# Task to carry out
Please render the stretch of the listing below, from the line containing "tag=door threshold" through the line containing "top-left (67, 0), bottom-right (206, 404)", as a JSON list of strings with one string per line and no blank lines.
————————
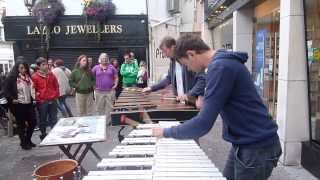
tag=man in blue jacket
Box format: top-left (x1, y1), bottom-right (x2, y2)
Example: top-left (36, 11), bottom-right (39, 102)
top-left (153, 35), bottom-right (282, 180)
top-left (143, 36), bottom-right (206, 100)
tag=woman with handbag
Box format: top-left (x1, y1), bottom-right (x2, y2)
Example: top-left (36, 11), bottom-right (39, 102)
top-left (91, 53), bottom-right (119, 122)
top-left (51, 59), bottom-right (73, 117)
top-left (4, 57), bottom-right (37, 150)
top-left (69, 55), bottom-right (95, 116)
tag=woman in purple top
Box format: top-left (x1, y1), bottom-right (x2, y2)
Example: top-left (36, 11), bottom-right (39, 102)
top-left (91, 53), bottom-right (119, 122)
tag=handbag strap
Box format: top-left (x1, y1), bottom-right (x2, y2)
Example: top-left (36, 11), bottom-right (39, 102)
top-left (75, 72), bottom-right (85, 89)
————————
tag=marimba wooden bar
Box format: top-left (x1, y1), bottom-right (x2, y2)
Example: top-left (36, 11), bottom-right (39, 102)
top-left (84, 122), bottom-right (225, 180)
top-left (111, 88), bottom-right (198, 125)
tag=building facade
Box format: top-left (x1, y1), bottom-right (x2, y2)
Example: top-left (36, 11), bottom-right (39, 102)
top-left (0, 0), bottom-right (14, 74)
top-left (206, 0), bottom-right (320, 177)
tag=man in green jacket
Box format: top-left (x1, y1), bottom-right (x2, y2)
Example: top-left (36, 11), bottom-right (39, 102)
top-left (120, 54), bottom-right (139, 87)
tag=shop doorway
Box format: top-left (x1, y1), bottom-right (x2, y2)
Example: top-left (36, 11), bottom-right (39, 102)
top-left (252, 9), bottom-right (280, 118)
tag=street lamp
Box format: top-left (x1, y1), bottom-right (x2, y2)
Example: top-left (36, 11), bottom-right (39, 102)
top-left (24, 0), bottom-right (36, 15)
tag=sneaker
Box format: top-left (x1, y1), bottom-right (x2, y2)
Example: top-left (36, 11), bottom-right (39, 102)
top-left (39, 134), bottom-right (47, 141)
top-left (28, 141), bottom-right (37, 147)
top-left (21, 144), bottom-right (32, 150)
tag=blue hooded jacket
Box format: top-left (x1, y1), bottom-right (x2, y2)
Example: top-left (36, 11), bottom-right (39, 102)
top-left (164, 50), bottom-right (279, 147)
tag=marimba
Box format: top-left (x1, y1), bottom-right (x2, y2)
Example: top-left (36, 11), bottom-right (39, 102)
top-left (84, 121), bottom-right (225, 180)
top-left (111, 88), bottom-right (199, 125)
————————
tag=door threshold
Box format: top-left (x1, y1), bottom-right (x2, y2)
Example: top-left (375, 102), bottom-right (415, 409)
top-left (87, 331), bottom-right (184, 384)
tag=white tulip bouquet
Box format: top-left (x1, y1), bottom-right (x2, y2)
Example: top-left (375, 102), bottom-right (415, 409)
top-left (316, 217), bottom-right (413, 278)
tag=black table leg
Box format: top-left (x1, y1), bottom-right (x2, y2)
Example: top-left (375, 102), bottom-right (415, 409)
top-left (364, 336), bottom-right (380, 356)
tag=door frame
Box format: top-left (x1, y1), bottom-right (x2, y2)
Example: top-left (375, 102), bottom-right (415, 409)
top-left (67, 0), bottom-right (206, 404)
————————
# Task result
[
  "tag=door threshold",
  "Box format: top-left (x1, y1), bottom-right (x2, y2)",
  "Example: top-left (375, 102), bottom-right (415, 409)",
  "top-left (87, 331), bottom-right (184, 384)",
  "tag=white tulip bouquet",
  "Box format: top-left (x1, y1), bottom-right (x2, y2)",
  "Example: top-left (375, 102), bottom-right (415, 409)",
  "top-left (316, 217), bottom-right (413, 278)",
  "tag=black table leg",
  "Box format: top-left (x1, y1), bottom-right (x2, y2)",
  "Example: top-left (375, 102), bottom-right (415, 409)",
  "top-left (364, 336), bottom-right (380, 356)",
  "tag=door frame",
  "Box format: top-left (x1, y1), bottom-right (x2, y2)",
  "Example: top-left (375, 102), bottom-right (415, 409)",
  "top-left (67, 0), bottom-right (206, 404)"
]